§ **Information shown**
======

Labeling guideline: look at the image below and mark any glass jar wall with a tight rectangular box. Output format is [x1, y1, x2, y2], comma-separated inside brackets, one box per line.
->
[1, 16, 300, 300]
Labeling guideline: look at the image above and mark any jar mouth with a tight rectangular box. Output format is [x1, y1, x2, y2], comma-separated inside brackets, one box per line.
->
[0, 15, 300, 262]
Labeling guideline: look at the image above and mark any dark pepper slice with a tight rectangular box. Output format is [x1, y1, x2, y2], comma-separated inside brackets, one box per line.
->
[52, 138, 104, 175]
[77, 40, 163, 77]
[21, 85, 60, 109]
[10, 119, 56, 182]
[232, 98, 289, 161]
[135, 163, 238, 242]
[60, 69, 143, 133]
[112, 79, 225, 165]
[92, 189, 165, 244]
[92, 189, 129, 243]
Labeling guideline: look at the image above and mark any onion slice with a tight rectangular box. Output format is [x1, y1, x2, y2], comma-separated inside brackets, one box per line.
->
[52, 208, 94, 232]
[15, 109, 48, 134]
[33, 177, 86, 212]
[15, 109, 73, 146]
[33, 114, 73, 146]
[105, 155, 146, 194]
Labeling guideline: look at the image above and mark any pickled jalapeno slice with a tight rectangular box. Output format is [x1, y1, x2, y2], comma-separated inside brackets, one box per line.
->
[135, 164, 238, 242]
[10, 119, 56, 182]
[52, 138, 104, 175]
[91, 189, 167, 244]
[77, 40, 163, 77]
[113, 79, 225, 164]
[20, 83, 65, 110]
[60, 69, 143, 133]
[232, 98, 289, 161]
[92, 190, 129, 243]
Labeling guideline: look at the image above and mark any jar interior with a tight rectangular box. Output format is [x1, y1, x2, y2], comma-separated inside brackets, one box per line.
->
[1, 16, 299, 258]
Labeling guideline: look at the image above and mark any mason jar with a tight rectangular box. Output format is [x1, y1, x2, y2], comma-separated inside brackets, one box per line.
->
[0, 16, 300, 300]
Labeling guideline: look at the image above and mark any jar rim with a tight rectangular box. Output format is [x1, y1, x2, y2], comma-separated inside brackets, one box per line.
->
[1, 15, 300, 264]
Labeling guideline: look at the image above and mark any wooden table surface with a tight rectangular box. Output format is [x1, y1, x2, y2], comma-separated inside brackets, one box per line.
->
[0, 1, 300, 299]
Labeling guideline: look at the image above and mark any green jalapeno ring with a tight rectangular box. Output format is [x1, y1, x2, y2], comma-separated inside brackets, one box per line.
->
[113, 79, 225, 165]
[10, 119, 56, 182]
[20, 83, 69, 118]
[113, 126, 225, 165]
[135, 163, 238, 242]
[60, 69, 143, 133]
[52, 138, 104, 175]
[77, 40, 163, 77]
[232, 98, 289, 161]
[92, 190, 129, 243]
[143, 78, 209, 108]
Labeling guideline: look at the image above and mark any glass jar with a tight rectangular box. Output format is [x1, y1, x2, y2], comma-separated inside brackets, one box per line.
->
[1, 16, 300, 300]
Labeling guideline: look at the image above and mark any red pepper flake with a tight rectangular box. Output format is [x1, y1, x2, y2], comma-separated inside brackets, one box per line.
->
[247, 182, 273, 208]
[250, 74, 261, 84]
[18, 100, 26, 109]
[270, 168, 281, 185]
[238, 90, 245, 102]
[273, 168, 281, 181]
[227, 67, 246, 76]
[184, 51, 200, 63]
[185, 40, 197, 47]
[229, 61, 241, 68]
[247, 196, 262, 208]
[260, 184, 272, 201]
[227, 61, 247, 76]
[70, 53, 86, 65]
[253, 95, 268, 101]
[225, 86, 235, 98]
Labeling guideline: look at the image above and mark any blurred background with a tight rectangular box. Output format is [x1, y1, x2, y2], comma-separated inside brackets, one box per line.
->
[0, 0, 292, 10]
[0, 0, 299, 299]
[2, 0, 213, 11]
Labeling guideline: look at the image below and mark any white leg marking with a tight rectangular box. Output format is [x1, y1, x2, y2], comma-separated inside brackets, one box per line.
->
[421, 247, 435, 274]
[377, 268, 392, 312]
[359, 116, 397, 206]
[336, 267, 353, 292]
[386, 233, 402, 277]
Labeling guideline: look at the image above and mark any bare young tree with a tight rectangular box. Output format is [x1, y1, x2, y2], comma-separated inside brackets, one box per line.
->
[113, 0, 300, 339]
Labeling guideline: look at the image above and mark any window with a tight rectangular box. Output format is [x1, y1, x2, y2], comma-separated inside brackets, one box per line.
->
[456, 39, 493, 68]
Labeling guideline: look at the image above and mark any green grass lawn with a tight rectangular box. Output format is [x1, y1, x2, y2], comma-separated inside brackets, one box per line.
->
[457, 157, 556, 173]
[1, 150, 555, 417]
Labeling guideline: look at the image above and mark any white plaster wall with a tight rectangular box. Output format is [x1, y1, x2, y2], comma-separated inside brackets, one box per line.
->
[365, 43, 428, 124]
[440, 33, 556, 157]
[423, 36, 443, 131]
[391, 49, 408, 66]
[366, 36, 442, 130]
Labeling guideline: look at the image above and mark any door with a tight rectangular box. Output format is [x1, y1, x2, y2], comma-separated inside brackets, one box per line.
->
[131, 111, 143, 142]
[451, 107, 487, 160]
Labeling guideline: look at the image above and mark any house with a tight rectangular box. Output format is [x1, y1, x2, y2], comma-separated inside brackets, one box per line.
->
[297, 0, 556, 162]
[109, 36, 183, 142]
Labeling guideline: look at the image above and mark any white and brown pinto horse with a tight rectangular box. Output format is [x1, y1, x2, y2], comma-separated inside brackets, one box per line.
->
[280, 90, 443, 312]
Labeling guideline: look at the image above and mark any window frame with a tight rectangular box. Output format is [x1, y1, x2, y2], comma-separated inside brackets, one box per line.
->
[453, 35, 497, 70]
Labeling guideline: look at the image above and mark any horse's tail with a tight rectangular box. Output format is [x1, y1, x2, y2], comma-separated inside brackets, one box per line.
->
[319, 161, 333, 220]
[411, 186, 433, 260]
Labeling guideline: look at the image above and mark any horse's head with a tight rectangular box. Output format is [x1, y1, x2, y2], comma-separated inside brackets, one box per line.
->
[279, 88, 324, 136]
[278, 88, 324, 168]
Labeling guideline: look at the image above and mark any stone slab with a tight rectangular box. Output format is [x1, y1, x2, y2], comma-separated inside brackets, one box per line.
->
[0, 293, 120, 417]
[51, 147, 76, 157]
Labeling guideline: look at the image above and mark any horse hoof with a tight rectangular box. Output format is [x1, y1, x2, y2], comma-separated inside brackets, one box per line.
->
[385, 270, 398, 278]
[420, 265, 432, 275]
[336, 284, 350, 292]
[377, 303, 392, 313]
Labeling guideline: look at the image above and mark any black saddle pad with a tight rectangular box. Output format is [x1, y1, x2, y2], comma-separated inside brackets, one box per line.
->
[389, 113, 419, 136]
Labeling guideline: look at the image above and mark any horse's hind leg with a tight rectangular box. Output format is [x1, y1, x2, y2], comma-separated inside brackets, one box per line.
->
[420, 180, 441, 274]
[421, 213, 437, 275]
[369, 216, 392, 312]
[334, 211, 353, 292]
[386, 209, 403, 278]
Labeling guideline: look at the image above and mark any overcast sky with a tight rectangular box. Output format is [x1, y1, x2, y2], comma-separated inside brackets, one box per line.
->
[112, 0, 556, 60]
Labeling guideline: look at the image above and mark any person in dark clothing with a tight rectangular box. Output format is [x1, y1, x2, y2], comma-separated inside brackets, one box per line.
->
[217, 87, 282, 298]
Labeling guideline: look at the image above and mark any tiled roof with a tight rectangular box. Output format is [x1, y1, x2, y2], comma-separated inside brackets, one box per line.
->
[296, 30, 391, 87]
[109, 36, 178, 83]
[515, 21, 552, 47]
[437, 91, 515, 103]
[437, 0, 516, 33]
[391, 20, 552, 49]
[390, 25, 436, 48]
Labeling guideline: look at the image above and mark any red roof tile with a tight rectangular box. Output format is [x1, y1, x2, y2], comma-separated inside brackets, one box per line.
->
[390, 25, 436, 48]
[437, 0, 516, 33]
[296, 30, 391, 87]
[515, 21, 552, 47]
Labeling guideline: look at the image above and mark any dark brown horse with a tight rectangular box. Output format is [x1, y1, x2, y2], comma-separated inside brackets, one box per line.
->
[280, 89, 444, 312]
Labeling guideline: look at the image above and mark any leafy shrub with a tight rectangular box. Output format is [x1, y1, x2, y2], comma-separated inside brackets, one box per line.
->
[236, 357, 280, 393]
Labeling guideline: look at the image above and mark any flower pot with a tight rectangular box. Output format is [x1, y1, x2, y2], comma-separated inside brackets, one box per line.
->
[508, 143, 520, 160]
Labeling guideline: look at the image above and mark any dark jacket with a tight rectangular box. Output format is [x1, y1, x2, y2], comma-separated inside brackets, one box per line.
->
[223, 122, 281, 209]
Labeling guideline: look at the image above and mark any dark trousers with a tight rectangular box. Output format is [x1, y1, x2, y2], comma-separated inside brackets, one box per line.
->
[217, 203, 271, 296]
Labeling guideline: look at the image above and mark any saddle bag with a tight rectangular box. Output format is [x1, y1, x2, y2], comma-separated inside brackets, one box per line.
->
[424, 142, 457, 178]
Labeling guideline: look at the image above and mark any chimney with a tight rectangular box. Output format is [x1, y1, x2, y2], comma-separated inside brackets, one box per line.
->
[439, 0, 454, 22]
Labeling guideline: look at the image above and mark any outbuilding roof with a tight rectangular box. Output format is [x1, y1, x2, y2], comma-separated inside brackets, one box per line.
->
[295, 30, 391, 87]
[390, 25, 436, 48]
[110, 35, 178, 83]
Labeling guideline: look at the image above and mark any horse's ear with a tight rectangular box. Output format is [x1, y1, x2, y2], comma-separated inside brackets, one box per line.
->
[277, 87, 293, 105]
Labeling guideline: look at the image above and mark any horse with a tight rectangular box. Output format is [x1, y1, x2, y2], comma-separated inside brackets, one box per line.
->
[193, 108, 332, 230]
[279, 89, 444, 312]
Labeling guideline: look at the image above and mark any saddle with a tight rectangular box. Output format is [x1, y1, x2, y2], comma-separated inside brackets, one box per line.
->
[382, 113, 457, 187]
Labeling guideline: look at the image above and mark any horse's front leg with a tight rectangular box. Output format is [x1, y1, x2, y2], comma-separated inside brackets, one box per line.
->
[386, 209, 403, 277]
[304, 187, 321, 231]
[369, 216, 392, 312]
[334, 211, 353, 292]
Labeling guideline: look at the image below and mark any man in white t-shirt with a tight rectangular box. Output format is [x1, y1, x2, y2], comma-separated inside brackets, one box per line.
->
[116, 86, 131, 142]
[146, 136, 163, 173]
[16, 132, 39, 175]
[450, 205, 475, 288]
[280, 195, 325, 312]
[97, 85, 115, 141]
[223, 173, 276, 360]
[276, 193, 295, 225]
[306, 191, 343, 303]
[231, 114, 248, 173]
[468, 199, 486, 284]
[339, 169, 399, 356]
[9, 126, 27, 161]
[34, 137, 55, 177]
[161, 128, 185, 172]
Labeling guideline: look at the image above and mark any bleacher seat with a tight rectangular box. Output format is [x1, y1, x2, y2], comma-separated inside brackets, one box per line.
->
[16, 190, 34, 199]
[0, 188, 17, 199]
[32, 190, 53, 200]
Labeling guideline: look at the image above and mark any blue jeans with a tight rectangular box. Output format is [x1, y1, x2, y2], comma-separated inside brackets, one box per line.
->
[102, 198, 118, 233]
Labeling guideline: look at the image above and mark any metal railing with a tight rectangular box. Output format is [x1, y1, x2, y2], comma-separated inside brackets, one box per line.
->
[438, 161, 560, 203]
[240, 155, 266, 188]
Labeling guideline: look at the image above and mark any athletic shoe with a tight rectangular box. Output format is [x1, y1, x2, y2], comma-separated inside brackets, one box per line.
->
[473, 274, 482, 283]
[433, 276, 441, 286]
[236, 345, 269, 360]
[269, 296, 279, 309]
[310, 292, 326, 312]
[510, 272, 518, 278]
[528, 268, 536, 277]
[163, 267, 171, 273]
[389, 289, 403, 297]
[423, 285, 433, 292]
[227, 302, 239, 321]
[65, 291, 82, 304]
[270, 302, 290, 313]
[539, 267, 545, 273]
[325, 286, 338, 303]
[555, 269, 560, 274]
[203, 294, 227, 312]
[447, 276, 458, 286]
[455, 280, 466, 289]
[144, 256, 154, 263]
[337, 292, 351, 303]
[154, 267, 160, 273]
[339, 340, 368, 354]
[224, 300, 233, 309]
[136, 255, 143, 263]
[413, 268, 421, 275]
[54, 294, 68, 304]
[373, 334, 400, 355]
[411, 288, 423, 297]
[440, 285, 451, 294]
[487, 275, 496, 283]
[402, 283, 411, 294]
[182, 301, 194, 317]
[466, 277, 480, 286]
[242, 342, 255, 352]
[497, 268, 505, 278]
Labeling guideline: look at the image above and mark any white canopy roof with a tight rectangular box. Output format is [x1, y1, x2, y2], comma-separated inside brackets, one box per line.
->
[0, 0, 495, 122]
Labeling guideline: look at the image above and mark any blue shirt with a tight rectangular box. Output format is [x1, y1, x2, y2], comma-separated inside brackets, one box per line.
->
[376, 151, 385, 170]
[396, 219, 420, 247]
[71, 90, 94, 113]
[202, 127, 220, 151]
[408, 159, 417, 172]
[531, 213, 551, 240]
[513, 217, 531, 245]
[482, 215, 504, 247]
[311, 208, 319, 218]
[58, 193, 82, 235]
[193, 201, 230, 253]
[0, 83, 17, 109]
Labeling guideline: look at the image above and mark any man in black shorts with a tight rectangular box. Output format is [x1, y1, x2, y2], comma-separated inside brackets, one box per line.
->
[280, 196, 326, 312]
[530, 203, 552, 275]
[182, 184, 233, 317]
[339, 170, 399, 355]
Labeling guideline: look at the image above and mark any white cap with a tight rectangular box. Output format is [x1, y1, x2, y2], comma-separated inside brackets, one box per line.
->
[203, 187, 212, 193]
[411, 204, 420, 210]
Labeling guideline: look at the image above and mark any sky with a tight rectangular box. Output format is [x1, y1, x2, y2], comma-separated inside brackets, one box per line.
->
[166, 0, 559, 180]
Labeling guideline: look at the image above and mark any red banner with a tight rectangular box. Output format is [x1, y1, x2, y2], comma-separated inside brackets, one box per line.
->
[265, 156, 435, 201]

======

§ **Instructions to follow**
Filter the entries down to the lines that include the string "slice".

§ **Solution to this task**
Labeling guideline: look at the image above and mark any dark pepper slice with a tight rectangular box. Output format is [x1, y1, x2, y2], comma-separated inside brackets, one box per line.
Labeling guideline: look at the image above and mark any onion slice with a tight rectangular box. Output format is [x1, y1, x2, y2], comma-separated inside brackets, one box per line.
Labeling guideline: look at the image above and mark any pickled jalapeno slice with a tight rectangular box. Output format is [x1, y1, x2, y2], comma-separated inside brackets, one box per line.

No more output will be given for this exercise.